◆ **GIVEN TASK**
Which lines in the rows below contain the string "brown"? Filter the rows down to those lines and copy each one, treating uppercase and lowercase as different.

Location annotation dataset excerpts
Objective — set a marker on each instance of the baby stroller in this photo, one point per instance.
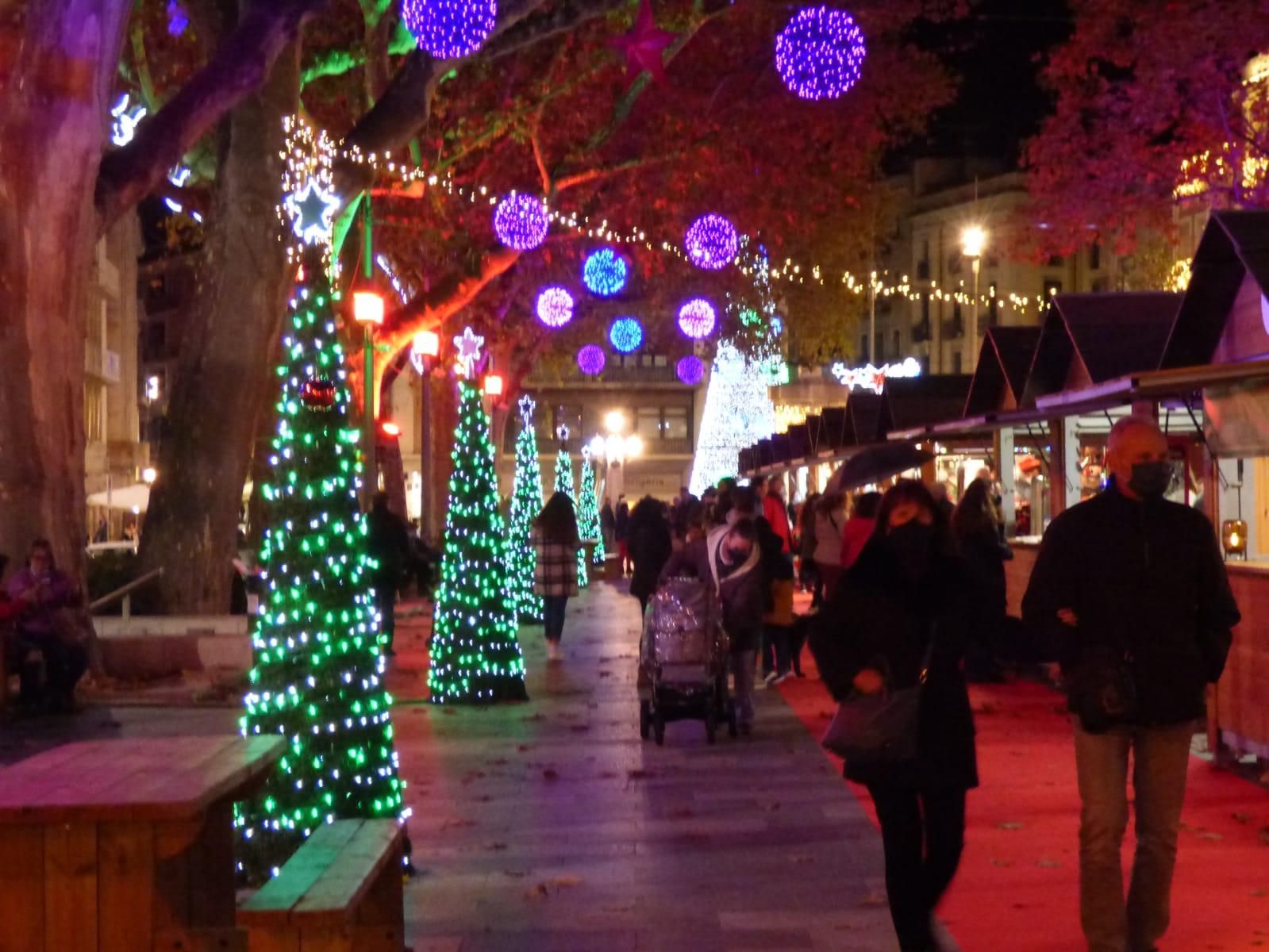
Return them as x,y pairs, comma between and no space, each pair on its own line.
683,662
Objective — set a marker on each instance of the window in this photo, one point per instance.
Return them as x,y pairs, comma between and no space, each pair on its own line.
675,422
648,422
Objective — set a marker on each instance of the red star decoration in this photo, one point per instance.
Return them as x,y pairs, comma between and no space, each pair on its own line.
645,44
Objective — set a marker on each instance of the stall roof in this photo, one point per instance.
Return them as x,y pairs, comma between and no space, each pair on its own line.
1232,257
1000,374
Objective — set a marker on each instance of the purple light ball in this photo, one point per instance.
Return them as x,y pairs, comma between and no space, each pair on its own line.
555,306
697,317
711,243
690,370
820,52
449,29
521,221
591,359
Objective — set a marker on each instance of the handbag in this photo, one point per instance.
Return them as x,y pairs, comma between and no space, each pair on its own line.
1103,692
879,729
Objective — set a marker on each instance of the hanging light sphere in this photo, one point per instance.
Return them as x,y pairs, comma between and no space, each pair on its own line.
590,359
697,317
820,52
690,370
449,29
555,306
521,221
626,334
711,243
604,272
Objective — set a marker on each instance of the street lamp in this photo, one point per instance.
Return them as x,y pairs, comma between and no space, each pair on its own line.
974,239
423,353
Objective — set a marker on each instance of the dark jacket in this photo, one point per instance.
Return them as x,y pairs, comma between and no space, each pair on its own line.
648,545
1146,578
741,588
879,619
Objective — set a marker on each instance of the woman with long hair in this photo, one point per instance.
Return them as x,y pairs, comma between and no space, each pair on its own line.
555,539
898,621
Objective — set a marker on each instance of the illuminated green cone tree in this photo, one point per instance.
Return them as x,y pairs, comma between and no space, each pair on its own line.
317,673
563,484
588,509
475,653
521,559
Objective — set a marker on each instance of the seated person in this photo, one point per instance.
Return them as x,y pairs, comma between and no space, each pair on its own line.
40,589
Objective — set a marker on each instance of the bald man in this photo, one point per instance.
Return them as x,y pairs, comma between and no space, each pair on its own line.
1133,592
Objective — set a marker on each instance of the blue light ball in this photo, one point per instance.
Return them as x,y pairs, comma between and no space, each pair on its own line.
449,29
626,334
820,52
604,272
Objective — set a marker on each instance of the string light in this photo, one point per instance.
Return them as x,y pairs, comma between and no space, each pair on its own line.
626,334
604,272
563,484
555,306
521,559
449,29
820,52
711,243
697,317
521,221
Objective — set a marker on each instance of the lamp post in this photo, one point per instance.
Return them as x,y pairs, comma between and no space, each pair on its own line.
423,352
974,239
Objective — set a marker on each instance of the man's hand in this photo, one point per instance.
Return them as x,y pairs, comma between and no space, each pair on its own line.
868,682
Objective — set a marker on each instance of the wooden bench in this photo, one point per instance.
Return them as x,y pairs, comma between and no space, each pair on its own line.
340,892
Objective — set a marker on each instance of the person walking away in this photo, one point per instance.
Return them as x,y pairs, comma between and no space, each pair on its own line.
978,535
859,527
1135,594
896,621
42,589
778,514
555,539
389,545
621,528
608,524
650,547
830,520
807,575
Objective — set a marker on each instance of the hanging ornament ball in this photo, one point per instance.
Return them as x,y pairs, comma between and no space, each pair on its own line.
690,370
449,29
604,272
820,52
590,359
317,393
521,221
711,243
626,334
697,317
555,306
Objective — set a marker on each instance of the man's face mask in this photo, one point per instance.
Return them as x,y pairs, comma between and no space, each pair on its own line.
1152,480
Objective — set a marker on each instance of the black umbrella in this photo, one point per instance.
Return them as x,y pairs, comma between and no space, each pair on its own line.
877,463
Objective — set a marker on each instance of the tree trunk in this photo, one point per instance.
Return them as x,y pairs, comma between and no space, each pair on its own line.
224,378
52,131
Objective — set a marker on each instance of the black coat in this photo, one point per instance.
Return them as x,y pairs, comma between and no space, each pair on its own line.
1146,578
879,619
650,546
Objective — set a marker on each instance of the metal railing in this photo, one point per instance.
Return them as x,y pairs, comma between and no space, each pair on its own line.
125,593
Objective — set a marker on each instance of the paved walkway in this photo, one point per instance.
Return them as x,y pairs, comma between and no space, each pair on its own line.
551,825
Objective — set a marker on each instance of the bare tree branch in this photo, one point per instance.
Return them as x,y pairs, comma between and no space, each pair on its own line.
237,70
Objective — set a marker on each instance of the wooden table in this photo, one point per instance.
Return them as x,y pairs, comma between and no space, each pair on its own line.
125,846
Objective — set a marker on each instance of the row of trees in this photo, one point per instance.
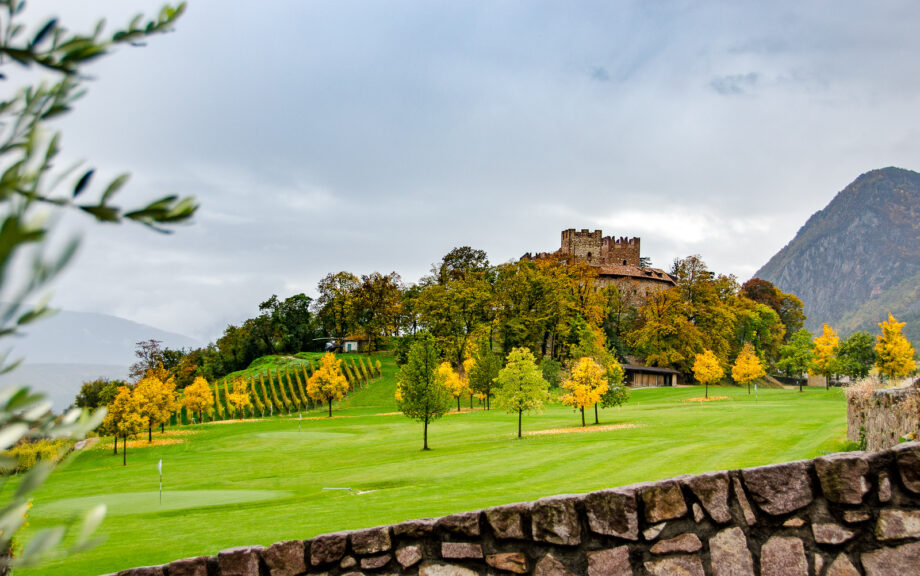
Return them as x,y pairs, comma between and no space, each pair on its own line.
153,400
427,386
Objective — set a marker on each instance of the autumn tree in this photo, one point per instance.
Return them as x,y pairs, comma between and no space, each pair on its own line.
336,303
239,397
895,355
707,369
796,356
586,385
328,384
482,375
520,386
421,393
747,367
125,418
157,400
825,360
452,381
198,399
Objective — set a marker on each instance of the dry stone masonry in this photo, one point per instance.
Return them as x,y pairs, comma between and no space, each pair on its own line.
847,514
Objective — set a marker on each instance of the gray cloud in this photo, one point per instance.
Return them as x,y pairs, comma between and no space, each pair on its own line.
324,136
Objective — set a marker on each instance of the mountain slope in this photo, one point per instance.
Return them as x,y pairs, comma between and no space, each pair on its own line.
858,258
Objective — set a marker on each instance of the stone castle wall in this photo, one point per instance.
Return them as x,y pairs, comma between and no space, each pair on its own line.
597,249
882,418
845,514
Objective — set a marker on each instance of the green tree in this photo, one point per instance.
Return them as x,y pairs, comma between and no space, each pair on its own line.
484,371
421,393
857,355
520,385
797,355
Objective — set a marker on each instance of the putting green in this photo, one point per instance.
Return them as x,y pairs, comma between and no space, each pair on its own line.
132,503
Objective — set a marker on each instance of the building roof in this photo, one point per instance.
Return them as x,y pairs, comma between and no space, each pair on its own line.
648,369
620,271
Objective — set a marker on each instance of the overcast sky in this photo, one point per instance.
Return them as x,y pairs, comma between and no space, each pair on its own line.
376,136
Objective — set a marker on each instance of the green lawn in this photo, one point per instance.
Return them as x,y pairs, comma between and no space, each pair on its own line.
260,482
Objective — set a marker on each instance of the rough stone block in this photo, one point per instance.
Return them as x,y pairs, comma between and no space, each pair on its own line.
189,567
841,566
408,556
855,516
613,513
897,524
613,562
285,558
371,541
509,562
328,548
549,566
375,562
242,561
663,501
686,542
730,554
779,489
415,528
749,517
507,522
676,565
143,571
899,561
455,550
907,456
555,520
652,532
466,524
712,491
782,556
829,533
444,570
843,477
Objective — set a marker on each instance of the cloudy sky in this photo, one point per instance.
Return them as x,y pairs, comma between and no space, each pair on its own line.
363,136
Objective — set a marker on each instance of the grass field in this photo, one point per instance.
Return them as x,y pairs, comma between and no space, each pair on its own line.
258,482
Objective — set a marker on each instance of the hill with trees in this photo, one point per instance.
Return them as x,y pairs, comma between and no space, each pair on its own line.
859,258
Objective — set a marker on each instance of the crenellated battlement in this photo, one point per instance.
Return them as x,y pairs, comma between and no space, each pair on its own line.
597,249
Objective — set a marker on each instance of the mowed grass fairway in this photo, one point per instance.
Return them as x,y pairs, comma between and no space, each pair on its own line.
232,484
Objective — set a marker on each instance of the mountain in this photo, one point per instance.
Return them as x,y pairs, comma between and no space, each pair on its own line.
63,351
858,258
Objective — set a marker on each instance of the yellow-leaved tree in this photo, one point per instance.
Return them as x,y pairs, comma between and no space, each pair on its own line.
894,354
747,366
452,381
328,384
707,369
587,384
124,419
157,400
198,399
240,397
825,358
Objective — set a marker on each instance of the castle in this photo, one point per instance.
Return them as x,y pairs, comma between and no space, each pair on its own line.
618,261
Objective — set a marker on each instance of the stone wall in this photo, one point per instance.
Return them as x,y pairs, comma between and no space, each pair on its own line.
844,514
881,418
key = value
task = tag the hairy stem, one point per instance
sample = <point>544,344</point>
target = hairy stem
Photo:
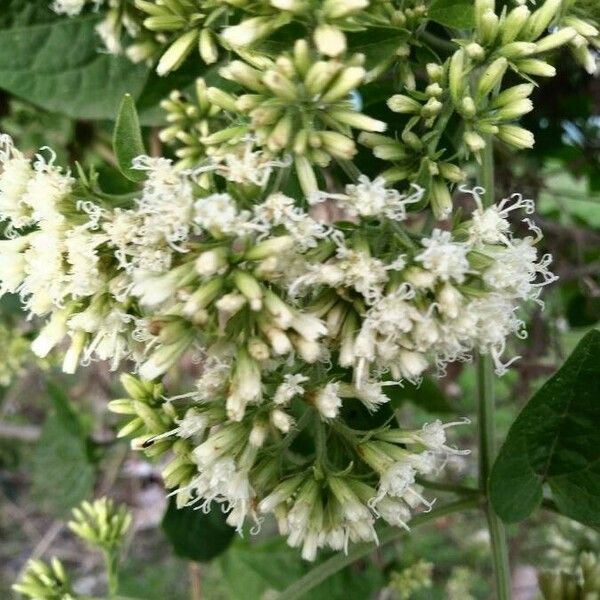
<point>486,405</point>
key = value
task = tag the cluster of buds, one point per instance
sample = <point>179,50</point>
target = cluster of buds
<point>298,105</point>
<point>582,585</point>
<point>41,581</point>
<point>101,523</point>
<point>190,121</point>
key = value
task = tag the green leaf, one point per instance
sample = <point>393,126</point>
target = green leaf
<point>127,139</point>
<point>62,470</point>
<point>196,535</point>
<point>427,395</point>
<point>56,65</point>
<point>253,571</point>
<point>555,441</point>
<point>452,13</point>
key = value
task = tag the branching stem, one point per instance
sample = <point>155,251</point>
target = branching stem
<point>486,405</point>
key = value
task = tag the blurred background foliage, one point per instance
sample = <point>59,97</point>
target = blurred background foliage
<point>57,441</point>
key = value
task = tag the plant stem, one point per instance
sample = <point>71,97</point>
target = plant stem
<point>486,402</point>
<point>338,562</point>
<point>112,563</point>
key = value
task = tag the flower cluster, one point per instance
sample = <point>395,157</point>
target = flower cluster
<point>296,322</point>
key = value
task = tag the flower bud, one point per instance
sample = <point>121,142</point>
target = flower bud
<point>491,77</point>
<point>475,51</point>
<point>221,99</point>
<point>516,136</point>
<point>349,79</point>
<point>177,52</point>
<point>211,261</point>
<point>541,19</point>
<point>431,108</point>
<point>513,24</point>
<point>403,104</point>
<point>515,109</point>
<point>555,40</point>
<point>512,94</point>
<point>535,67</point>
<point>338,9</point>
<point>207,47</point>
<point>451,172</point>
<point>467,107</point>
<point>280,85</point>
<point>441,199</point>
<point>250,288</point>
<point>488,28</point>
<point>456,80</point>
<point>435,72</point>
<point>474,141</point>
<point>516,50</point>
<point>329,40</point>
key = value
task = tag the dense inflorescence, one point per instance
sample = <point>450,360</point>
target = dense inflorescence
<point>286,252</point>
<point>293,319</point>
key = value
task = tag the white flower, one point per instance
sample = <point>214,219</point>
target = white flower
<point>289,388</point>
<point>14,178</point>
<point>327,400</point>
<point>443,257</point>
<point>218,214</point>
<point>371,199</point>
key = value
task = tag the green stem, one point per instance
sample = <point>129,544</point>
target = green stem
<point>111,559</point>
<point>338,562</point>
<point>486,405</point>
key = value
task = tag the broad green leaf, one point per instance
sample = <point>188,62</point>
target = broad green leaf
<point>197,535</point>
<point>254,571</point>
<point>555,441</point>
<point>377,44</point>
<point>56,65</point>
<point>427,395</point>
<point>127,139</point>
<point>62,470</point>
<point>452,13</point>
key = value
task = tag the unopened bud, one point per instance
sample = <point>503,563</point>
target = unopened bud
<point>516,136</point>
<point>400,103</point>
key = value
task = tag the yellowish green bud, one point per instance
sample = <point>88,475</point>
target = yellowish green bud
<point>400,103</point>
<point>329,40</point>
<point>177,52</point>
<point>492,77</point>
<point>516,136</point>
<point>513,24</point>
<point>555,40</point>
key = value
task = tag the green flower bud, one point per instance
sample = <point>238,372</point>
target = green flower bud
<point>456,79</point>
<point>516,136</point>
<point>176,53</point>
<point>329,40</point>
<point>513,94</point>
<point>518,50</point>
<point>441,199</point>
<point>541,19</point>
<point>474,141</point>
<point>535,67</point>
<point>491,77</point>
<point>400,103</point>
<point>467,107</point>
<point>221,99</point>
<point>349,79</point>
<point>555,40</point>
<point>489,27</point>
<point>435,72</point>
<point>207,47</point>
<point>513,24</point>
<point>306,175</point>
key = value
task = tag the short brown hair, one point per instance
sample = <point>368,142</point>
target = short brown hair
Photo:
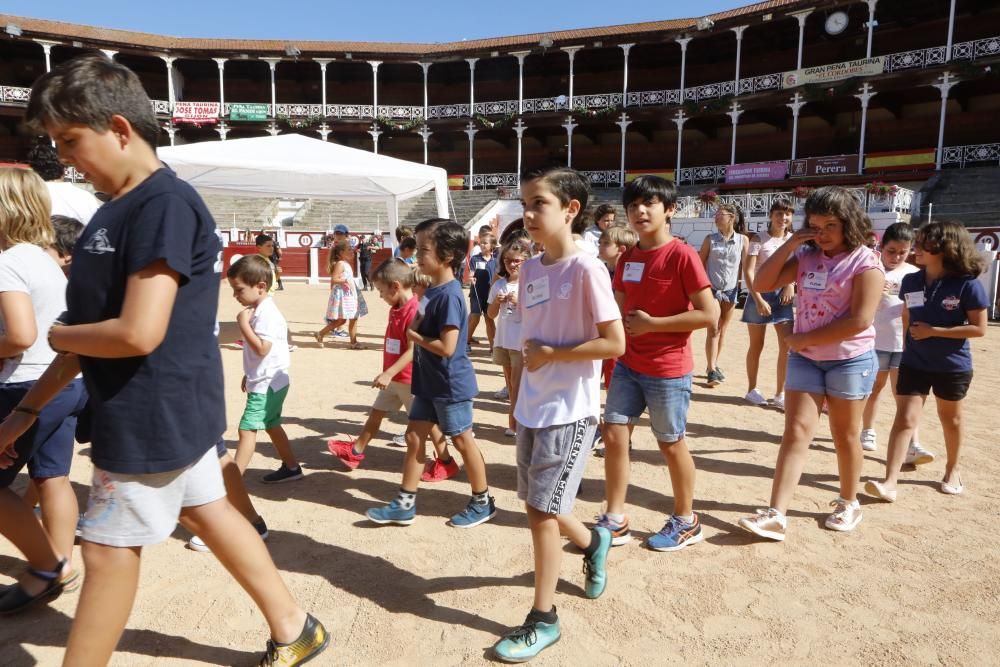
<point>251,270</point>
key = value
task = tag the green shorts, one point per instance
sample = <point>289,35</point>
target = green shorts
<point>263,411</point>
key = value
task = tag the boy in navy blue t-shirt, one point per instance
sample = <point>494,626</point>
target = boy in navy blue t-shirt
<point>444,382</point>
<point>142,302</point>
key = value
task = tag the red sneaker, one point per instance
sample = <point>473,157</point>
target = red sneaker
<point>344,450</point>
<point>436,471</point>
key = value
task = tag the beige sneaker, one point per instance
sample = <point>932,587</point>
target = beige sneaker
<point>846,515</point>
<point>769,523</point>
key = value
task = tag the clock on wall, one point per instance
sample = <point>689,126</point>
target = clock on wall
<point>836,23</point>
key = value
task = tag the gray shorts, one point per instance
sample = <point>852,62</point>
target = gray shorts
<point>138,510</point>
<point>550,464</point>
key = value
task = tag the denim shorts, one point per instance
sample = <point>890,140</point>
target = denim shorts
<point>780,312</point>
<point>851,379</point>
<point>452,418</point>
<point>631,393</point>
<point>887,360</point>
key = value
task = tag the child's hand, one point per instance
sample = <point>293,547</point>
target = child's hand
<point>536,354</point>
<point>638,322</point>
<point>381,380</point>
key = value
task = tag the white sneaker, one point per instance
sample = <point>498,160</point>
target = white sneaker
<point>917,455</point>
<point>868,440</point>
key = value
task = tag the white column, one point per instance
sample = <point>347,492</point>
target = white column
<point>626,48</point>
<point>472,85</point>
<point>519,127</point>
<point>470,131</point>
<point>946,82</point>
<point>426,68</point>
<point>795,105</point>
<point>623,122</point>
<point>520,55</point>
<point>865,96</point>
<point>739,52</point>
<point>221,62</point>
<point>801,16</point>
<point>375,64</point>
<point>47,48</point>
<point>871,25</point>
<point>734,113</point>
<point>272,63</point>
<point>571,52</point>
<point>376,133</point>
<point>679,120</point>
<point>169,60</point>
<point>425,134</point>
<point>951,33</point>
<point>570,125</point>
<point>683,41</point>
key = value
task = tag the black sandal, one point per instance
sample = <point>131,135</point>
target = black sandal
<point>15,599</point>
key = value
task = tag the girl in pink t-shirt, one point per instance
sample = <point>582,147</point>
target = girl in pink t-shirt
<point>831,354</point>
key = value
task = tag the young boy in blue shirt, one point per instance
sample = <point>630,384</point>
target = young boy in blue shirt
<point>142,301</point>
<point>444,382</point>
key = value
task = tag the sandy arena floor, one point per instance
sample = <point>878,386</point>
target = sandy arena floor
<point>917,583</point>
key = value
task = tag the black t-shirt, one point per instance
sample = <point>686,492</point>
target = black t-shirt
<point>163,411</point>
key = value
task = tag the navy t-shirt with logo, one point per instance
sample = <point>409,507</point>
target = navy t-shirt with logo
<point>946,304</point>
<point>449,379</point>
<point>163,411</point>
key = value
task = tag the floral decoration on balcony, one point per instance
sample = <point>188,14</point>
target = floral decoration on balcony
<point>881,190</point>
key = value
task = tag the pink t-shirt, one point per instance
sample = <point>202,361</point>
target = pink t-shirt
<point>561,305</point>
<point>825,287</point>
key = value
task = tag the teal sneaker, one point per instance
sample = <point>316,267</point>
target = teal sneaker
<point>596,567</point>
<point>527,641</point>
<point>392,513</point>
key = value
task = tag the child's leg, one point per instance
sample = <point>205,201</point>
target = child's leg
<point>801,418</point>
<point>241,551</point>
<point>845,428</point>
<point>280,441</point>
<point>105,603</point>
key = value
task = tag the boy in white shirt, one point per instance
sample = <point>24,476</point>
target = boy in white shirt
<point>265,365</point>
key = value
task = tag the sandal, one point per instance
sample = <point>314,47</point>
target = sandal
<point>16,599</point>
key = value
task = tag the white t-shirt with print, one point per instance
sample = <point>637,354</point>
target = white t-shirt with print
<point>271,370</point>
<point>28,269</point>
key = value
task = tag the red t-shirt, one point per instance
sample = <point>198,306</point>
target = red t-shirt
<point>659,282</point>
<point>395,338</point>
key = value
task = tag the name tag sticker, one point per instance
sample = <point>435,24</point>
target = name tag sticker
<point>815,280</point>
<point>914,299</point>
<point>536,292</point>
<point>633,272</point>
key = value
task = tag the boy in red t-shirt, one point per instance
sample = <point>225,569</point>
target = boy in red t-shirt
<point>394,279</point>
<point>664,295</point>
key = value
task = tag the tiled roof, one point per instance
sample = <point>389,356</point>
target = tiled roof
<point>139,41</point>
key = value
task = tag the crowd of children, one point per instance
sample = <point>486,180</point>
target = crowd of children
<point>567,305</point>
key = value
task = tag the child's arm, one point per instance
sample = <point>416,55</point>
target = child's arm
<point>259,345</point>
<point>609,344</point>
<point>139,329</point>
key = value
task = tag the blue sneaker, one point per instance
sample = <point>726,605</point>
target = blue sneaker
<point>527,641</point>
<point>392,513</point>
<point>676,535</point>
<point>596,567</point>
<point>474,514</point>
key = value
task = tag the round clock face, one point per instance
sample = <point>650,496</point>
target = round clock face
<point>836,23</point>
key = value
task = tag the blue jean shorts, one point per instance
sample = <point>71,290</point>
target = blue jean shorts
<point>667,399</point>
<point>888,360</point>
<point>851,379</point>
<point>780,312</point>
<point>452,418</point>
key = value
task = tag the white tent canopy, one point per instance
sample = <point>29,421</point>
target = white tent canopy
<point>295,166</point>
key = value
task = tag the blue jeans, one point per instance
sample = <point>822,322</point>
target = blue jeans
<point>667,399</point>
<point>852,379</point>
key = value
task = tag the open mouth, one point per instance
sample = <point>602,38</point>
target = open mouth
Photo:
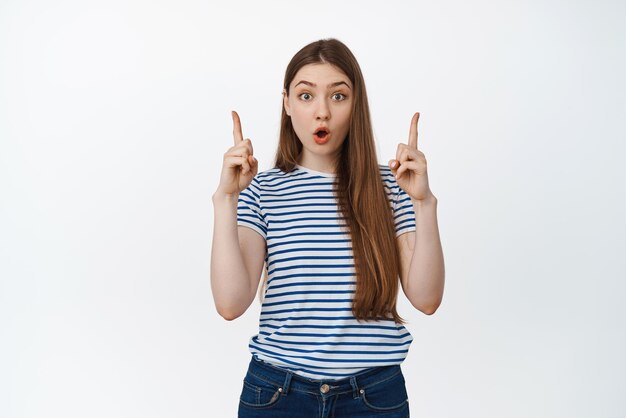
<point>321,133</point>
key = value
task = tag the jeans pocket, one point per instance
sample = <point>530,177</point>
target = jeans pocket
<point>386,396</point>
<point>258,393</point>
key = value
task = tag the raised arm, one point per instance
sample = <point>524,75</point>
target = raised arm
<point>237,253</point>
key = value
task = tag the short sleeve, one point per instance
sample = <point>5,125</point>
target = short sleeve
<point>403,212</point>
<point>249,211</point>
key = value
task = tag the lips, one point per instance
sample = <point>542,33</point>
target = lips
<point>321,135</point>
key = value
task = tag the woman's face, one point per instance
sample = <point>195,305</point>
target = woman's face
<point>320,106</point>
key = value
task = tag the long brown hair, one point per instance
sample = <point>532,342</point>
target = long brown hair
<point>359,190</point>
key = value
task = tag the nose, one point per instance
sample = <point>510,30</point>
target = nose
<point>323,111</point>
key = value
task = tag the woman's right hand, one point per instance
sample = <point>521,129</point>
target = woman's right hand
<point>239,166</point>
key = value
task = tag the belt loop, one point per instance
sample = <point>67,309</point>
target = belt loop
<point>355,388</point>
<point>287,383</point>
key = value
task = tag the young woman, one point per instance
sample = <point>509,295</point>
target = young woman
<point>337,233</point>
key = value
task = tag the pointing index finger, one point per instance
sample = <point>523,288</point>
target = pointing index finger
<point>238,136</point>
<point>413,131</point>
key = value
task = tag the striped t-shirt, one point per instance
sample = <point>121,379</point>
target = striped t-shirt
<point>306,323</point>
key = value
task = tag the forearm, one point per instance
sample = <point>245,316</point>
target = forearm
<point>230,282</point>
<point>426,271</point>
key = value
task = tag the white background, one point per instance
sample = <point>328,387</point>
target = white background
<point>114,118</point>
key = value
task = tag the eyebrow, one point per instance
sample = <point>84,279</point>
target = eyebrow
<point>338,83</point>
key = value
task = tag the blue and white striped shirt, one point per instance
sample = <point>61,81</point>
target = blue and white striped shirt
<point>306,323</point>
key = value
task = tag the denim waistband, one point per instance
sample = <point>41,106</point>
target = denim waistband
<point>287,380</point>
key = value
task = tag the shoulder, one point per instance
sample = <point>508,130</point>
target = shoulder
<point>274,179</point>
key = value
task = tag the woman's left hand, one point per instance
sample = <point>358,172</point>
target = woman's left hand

◆ **SOLUTION**
task = tag the short brown hair, one point per instance
target = short brown hair
task = tag the long brown hair, one point per instance
target = long brown hair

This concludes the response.